** start of Provided records **
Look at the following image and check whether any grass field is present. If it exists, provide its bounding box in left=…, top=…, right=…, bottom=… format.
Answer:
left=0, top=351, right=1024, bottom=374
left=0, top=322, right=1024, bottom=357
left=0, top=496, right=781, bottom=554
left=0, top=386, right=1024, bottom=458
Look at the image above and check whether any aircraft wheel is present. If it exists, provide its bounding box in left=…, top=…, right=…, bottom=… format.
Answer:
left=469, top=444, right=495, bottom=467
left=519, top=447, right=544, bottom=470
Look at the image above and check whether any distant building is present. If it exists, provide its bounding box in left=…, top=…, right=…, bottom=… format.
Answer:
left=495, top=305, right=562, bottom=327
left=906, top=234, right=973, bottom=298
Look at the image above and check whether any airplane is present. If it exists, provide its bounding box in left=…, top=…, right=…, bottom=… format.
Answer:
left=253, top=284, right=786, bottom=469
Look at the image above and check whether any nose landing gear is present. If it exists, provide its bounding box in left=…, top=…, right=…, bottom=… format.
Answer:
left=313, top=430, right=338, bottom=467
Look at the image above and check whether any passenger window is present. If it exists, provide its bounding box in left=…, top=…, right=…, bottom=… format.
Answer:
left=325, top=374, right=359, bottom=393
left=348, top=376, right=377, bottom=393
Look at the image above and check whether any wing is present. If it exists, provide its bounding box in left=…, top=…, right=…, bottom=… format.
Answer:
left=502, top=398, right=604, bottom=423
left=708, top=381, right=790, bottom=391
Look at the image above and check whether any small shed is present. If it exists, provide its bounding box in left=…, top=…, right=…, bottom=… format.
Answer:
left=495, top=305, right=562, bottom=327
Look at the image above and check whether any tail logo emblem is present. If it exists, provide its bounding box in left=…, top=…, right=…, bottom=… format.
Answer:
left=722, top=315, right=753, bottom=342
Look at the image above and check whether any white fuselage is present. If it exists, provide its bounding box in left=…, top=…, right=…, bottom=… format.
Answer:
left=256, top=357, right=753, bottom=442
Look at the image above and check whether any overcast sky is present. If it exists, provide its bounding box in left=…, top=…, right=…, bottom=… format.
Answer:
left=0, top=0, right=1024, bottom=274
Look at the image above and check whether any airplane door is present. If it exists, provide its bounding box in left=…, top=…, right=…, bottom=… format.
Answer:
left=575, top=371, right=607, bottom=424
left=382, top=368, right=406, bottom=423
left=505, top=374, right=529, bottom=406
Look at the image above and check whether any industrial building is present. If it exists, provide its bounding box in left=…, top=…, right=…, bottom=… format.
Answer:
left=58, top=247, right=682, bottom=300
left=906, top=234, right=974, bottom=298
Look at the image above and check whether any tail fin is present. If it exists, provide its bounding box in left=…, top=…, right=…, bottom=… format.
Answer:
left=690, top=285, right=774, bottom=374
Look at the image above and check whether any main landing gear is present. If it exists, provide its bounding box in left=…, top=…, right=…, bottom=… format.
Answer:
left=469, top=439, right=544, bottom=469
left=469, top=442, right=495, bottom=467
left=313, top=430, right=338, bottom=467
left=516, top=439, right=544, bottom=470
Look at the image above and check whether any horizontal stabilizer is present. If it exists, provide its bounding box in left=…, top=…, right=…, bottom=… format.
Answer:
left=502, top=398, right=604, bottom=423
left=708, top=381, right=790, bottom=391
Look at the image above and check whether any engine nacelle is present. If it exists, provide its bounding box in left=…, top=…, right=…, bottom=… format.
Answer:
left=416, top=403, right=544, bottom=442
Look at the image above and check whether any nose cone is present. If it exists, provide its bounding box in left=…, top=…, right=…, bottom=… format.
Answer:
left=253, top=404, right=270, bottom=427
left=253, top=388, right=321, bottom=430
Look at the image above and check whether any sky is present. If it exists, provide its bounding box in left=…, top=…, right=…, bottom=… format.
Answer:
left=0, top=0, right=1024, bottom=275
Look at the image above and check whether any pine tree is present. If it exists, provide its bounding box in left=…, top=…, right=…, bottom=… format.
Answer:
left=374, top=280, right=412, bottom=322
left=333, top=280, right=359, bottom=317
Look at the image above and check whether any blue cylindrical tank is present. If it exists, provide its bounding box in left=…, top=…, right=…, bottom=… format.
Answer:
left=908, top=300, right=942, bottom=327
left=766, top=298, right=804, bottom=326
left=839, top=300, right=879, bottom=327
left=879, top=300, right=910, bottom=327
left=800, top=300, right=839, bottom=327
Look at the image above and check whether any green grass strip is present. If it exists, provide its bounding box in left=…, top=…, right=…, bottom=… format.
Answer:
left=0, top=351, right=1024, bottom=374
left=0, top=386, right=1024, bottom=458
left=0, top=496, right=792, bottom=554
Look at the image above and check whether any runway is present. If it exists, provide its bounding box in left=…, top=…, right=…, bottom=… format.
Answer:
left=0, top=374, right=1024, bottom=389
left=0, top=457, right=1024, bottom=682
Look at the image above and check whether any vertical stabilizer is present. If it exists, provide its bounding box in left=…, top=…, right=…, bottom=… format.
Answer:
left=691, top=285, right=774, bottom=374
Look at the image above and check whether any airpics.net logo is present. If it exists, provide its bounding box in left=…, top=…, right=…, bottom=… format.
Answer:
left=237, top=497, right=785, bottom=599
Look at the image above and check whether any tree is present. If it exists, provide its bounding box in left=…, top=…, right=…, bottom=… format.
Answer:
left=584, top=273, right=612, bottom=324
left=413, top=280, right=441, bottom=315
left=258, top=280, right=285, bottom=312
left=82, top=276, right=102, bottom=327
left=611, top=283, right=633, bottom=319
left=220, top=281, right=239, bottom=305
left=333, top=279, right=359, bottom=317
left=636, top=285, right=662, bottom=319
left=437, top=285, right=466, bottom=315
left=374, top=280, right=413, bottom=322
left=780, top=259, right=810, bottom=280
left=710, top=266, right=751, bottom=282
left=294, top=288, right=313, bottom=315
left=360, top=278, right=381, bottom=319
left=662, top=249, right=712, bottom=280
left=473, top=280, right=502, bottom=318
** end of Provided records **
- [What the task requires]: Write out the listing word for word, from its first line through the line containing "left=253, top=284, right=786, bottom=469", both ends included.

- [Full output]:
Look at the following image and check whether any grass field is present. If it exists, provide its bounding box in left=…, top=…, right=…, bottom=… format.
Answer:
left=0, top=351, right=1024, bottom=374
left=0, top=322, right=1024, bottom=357
left=0, top=496, right=781, bottom=554
left=0, top=386, right=1024, bottom=458
Look at the image above and check whether any aircraft wheel is present. If it exists, provide its bounding box in left=…, top=…, right=…, bottom=… format.
Answer:
left=469, top=444, right=495, bottom=467
left=519, top=447, right=544, bottom=470
Look at the image above and check whether any distant building is present. If it exists, provide its bounding box in left=…, top=…, right=…, bottom=… format.
Answer:
left=495, top=305, right=562, bottom=327
left=906, top=234, right=973, bottom=298
Look at the image above and check whether any airplane is present. If it exists, provide its bounding box in left=…, top=…, right=…, bottom=… format.
Answer:
left=253, top=284, right=786, bottom=469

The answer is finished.